Short problem: Could you write out all the entries below again, switching every "a point per instance" to "one point for each instance", leaving the rest as it is, and omitting the pictures?

Data provided:
-------------------------

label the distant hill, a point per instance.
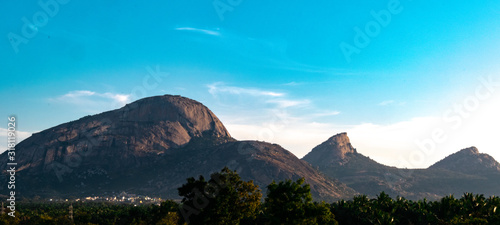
(150, 147)
(469, 161)
(464, 171)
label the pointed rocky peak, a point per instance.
(335, 150)
(469, 151)
(469, 161)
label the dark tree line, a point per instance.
(226, 199)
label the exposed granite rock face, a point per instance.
(258, 161)
(335, 150)
(126, 137)
(468, 161)
(464, 171)
(150, 147)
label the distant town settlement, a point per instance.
(11, 165)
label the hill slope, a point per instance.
(464, 171)
(150, 147)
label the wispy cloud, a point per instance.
(391, 102)
(216, 88)
(197, 30)
(386, 102)
(93, 101)
(323, 114)
(285, 103)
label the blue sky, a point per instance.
(272, 71)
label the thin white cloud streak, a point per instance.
(286, 103)
(203, 31)
(86, 97)
(91, 102)
(217, 88)
(387, 102)
(324, 114)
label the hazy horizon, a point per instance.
(411, 82)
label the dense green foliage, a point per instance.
(469, 209)
(226, 199)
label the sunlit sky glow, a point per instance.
(270, 70)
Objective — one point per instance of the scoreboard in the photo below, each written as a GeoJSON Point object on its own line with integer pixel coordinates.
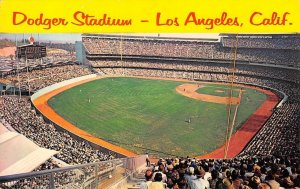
{"type": "Point", "coordinates": [31, 51]}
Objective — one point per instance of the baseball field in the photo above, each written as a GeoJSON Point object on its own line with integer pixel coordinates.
{"type": "Point", "coordinates": [173, 117]}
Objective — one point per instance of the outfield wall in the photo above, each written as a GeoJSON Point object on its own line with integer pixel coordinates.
{"type": "Point", "coordinates": [46, 90]}
{"type": "Point", "coordinates": [39, 102]}
{"type": "Point", "coordinates": [41, 96]}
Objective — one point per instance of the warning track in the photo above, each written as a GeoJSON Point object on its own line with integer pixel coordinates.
{"type": "Point", "coordinates": [237, 142]}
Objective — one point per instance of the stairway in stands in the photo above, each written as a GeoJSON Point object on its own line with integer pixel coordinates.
{"type": "Point", "coordinates": [135, 181]}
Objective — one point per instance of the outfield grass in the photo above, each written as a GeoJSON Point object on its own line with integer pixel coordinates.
{"type": "Point", "coordinates": [143, 113]}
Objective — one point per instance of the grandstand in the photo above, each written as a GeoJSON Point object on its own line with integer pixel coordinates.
{"type": "Point", "coordinates": [268, 61]}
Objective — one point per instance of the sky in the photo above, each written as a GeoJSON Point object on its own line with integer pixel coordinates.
{"type": "Point", "coordinates": [71, 38]}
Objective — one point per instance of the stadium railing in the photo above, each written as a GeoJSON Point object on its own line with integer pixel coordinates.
{"type": "Point", "coordinates": [93, 175]}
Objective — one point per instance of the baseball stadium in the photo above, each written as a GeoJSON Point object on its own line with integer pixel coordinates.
{"type": "Point", "coordinates": [154, 111]}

-------------------------

Worked answer:
label the distant hill, one point for each instance.
(150, 147)
(469, 161)
(464, 171)
label the pointed rocky peak, one point for each instance.
(335, 150)
(469, 151)
(469, 161)
label the dark tree line, one point for each instance.
(226, 199)
label the exposed granite rock face, one point for each instance.
(258, 161)
(335, 150)
(126, 137)
(468, 161)
(464, 171)
(150, 147)
label the distant town settlement, one point for each instance.
(11, 165)
label the hill slope, one point for each instance.
(464, 171)
(150, 147)
label the wispy cloud, one point for each instance.
(391, 102)
(216, 88)
(197, 30)
(386, 102)
(93, 101)
(323, 114)
(285, 103)
label the blue sky, one point for each instance.
(272, 71)
label the thin white cloud streak, one point for each instance.
(286, 103)
(203, 31)
(86, 97)
(91, 102)
(217, 88)
(387, 102)
(324, 114)
label the hazy horizon, one point for each instance.
(411, 82)
label the dense green foliage, one point for each instance.
(469, 209)
(226, 199)
label the sunlit sky glow, one point for each instance.
(270, 70)
Objective — one point per instance of the scoreboard in the photo below, each written as a GeoJSON Point object on its own line with integer pixel coordinates.
{"type": "Point", "coordinates": [31, 51]}
Objective — one point per instance of the baseball field in the photo above, each written as a GeoJSON Point object on its own line with integer pixel coordinates.
{"type": "Point", "coordinates": [173, 117]}
Objective — one point per instance of the outfield wall in the photo above, each written as a GeoJSON Point object on its own line with integer pixel coordinates.
{"type": "Point", "coordinates": [46, 90]}
{"type": "Point", "coordinates": [39, 102]}
{"type": "Point", "coordinates": [41, 96]}
Objective — one point per instance of the warning track in the photo above, each written as a GeoJSON Point object on its own line with integer pixel coordinates.
{"type": "Point", "coordinates": [237, 142]}
Objective — one point per instance of the stairway in stands in the photo above, each written as a GeoJSON Point object on its own line with integer pixel coordinates.
{"type": "Point", "coordinates": [135, 181]}
Objective — one point per instance of the outfield grass in the photo above, each written as a GeoJSON Point object on its own line with integer pixel coordinates.
{"type": "Point", "coordinates": [143, 113]}
Objective — one point per instance of the grandstand in the photo above, each written as a GeoJSON Point object on its own line with integer pixel coordinates.
{"type": "Point", "coordinates": [268, 61]}
Objective — one point per instance of the sky in the photo above, each written as a GeoJSON Point object on its own line with integer pixel coordinates.
{"type": "Point", "coordinates": [71, 38]}
Objective — one point per instance of the stadium railing in the photo above, each written as a GeoJSON Point object on its own line with integer pixel coordinates.
{"type": "Point", "coordinates": [93, 175]}
Objective — one point per instance of the baseball stadium in the photo above, each written as a GeoJSON Point object on its own line with integer pixel coordinates.
{"type": "Point", "coordinates": [154, 111]}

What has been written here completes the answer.